> **Study text**:
Ambassador Mr Carlos Fernández de Cossio verbally agreed that his country will continue to train doctors from Mpumalanga.

MBOMBELA – Cuba and Mpumalanga agreed last week that they would continue their bilateral co-operation agreements as they are.

The Cuban Ambassador, Mr Carlos Fernández de Cossio met with the provincial government in Mbombela on Friday.

The two parties agreed verbally that Cuba will continue helping the public sector here with medical staff and technical assistance in constructing government housing.

Currently an agreement is in place between the two countries, which was signed by both health ministers in May 2012. To date, 37 students from Mpumalanga have qualified as doctors in Cuba.

The country’s Latin American School of Medicine (ELAM) has trained thousands of physicians from low-income countries in Africa, Asia and the Americas since its inception in 2005. 

Currently there are 157 students from the province studying medicine in Cuba. At the end of October, another 100 students are to start their medical training there.

> **Problems to solve**:
1. In the article on Cuba and Mpumalanga, how many students from Mpumalanga have qualified as doctors in Cuba so far?
2. Resume the article on Cuba and Mpumalanga, writing on from its last sentence.

> **Information shown**:
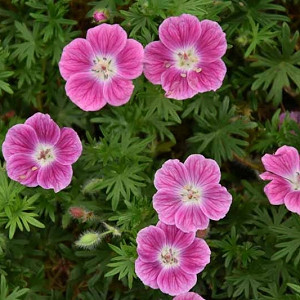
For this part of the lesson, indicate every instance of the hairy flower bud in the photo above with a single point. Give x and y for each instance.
(76, 212)
(80, 213)
(113, 230)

> **Answers to each task**:
1. 37 students

2.
In addition, Cuban health professionals have been practising in public hospitals, clinics and community health centres. Presently there are 25 Cuban doctors in the employ of the Mpumalanga Department of Health, with an additional 22 expected to arrive by the end of December.

Acting Premier Mr Vusi Shongwe, who hosted the ambassador, said these health professionals have enabled the provincial government to render better quality health services, especially in the rural areas where it had always been difficult to recruit local doctors.

“We feel indebted to the Cuban people as our friends, brothers, comrades and liberators, for the selflessness they had always displayed on us,” he said.

According to the World Health Organisation, (WHO) the largest country in the Caribean Sea has one of the best healthcare systems in the world, based on preventative care, offering citizens access to state funded healthcare despite limited resources, bringing Cuba’s life expectancy on a par with the developed world.

The WHO has said that it was a testament that a lack of access elsewhere reflected a political will to protect the most vulnerable populations.

De Cossio says he has been assured by health minister Dr Aaron Motsoaledi that the national government is committed to improving the poor conditions of public health, which was inherited from the past.